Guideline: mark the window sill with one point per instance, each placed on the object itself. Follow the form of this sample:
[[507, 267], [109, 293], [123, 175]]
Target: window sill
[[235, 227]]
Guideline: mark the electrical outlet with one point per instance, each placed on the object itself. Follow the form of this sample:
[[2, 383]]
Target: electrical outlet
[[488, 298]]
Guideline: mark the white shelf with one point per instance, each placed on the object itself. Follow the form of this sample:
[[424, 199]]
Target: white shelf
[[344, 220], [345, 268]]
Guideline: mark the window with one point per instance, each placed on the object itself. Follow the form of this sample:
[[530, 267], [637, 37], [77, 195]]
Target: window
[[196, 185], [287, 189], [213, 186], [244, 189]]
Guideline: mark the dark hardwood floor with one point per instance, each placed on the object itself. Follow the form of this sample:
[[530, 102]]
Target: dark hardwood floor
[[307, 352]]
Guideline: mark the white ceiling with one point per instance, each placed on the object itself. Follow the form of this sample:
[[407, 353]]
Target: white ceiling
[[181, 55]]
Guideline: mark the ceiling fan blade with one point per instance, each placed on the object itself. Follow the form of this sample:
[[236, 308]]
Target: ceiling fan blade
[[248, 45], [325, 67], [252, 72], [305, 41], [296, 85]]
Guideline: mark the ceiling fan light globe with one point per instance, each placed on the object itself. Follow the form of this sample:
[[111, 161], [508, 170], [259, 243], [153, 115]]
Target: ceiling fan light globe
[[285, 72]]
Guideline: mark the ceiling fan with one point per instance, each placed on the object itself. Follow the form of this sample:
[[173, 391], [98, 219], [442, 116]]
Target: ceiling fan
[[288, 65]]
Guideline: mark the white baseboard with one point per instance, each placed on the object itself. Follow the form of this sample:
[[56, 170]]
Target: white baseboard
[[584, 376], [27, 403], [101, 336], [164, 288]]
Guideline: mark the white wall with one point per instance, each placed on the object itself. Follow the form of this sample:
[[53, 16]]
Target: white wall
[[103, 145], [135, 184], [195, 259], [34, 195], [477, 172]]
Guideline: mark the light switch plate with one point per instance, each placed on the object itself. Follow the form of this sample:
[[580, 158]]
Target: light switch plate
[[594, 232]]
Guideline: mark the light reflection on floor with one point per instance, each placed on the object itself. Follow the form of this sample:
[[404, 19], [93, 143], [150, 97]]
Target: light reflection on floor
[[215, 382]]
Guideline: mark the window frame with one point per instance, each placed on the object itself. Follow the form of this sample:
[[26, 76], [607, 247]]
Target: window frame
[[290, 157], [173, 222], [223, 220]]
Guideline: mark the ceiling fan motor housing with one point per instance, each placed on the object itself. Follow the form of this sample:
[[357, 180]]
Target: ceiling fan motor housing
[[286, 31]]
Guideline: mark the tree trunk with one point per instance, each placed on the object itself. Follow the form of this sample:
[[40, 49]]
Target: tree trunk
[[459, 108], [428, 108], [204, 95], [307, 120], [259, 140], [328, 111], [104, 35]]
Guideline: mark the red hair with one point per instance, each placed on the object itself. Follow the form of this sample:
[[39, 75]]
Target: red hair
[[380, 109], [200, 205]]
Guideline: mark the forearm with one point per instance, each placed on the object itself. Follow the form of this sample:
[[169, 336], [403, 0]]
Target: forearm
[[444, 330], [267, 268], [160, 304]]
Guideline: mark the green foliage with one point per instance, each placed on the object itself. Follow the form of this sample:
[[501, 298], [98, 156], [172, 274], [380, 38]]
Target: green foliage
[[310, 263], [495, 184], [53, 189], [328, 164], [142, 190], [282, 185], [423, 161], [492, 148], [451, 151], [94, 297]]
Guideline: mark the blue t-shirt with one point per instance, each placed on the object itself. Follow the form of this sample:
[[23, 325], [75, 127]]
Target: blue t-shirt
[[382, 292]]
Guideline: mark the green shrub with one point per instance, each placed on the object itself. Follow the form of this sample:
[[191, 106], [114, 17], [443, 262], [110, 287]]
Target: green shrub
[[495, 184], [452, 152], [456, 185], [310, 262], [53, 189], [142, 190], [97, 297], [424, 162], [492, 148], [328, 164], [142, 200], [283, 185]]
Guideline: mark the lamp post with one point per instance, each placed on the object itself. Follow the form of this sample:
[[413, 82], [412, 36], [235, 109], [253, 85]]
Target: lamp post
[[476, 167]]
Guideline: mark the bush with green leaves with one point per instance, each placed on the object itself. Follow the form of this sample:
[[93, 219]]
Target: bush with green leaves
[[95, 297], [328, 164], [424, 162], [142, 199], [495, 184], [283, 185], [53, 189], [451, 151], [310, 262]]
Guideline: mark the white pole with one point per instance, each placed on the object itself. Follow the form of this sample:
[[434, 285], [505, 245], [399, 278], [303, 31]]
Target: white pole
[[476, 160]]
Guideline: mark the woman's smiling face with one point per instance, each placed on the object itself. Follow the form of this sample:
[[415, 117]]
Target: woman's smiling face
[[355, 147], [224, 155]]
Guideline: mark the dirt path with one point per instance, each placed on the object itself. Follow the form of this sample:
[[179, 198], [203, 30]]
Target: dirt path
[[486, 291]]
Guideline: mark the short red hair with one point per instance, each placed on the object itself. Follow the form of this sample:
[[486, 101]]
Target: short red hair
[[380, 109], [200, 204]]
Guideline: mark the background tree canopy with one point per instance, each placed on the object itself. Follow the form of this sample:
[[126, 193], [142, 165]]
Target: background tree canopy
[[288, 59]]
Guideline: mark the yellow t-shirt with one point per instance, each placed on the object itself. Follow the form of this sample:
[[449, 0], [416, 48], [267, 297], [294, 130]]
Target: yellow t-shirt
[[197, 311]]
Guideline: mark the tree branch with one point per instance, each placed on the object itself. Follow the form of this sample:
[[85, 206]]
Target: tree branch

========

**What is asked:** Could you rewrite all of the items above, putting "a single point for each instance" wherever "one point per instance" appears and keeping everything else the same?

**Exercise answer:**
Guideline: mark the window sill with a single point for each instance, each placed on the object itself. Follow the form of this sample:
[[507, 267], [109, 293], [123, 175]]
Target: window sill
[[235, 227]]
Guideline: mark the electrical outlet with a single point for each instance, each placed on the object itself. Follow the form of this sample:
[[2, 383]]
Target: electrical outlet
[[488, 298]]
Guideline: mark the white shelf with a single point for each instance, each placed on the object itself. Follow the form of this sample:
[[424, 199]]
Target: white shelf
[[344, 220], [345, 268]]
Guideline: mark the window with a single point for each instance, each placed on the object itself. Follow the form of this sample:
[[530, 267], [637, 37], [77, 195]]
Target: window
[[196, 185], [287, 189], [213, 186], [244, 189]]
Guideline: mark the dark hardwood floor with a single point for each instance, each placed on the object itself. Follow the form of this sample:
[[530, 102]]
Target: dark hardwood floor
[[307, 352]]
Guideline: mark the white ceiling with a single point for each instance, each placed on the object itself. Follow the form of this sample:
[[407, 353]]
Target: white ceiling
[[181, 55]]
Guideline: mark the ceiling fan blade with a single point for each instance, each placed on the object itself. Follow the form of this sample:
[[236, 308]]
Target: ceiling fan blade
[[248, 45], [325, 67], [252, 72], [305, 41], [296, 85]]
Guideline: mark the ceiling fan light globe with a single point for each instance, each placed on the object itself. Follow the form of this sample:
[[111, 161], [508, 170], [259, 243], [153, 115]]
Target: ceiling fan light globe
[[285, 72]]
Guideline: mark the ceiling fan with a single point for each instance, each placed on the object itself. Follow the form of this sample:
[[173, 391], [98, 219], [442, 116]]
Target: ceiling fan
[[288, 65]]
Guideline: mark the white baseboard with a single point for each instance, each placed on the object itself. Follow the form of this sample:
[[56, 170]]
Target: white baseboard
[[584, 376], [27, 403], [101, 336], [164, 288]]
Guideline: mark the white wall with a single point for each instance, each placed on the object itself. Follow the form of this sample:
[[53, 16]]
Target: white wall
[[103, 145], [135, 184], [195, 259], [34, 195], [477, 172]]
Guideline: mark the light switch plate with a single point for each instance, each placed on the object itself. Follow the form of this sample:
[[580, 158]]
Target: light switch plate
[[594, 232]]
Guideline: mark the light reflection on floor with a single point for each instance, each placed on the object itself. Follow the form of this sample:
[[404, 19], [93, 143], [150, 97]]
Target: light reflection on floor
[[215, 382]]
Guideline: mark the window frame with a single point for each instance, each placed on the object itself. Follow the form of this sample:
[[26, 76], [607, 247]]
Target: window frame
[[290, 157], [173, 222], [223, 220]]
Guideline: mark the ceiling fan motor housing with a single point for each instance, each placed on the object itself. Follow the form of this sample:
[[357, 180]]
Target: ceiling fan motor housing
[[286, 31]]
Guideline: mark the tree trunk with a single point for each instance, each placed on the object itself. Follow the form of this sample:
[[40, 49]]
Target: tree trunk
[[459, 108], [428, 108], [204, 95], [307, 120], [259, 140], [328, 111], [104, 35]]
Guideline: mark the red hair with a single point for each instance, each placed on the object itself. Follow the form of this sample:
[[39, 75]]
Target: red hair
[[380, 109], [200, 205]]
Guideline: mark the forearm with a single point for each instance, each placed on the object itself. Follow the form of this sample:
[[169, 336], [403, 0]]
Target: forearm
[[444, 330], [267, 268], [160, 304]]
Guideline: mark the green foliage with a single point for each instance, each placed on the object itself. Follow the form of this sample:
[[501, 298], [98, 156], [172, 274], [380, 38]]
Target: green foliage
[[310, 263], [495, 184], [53, 189], [328, 164], [142, 190], [282, 185], [423, 161], [492, 148], [451, 151], [94, 297]]
Guideline: mark the blue t-shirt with a single point for each instance, each placed on the object itself. Follow the form of this sample:
[[23, 325], [75, 127]]
Target: blue t-shirt
[[382, 292]]
Guideline: mark the green shrub with a single point for each instance, each placed on the object itself. Follow the form of this sample:
[[191, 106], [114, 17], [443, 262], [110, 287]]
Target: green shrub
[[495, 184], [452, 152], [456, 185], [310, 262], [53, 189], [142, 190], [97, 297], [424, 162], [492, 148], [328, 164], [142, 200], [283, 185]]
Guideline: mark the lamp post with a single point for each instance, each placed on the object itself. Follow the form of this sample:
[[413, 82], [412, 36], [235, 109], [253, 85]]
Target: lamp post
[[476, 167]]
Guideline: mark the bush with green leaves with a single point for each instance, each placed on the object itself. Follow the form of this sample:
[[93, 219]]
Target: bush with green leaves
[[95, 297], [328, 164], [424, 162], [142, 199], [495, 184], [283, 185], [53, 189], [451, 151], [310, 262]]
Guideline: mark the white pole with a single point for each instance, each placed on the object itself. Follow the form of this sample:
[[434, 285], [505, 245], [399, 278], [303, 31]]
Target: white pole
[[476, 160]]
Guideline: mark the woman's smiling face with a single point for each instance, each placed on the object itself. Follow the form of this sample:
[[415, 117]]
Target: woman's smiling face
[[355, 147], [224, 155]]
Guideline: mark the dirt path with a single point for each instance, each placed on the object itself. Follow the form of this sample:
[[179, 198], [203, 30]]
Target: dirt path
[[486, 291]]
Guideline: mark the short red hair with a single point for each instance, each placed on the object itself. Follow the form of this sample:
[[486, 101]]
Target: short red hair
[[380, 109], [200, 204]]
Guideline: mark the background tree canopy with a single point for each instance, each placed on the object itself. Follow the form of this sample:
[[126, 193], [142, 165]]
Target: background tree canopy
[[288, 59]]
Guideline: mark the yellow t-shirt with a single point for each instance, each placed on the object itself. Follow the form of this sample:
[[449, 0], [416, 48], [267, 297], [294, 130]]
Target: yellow t-shirt
[[197, 311]]
Guideline: mark the tree branch with a single point for each instance, each placed on the object itself. Follow the form of this sample:
[[85, 206]]
Target: tree branch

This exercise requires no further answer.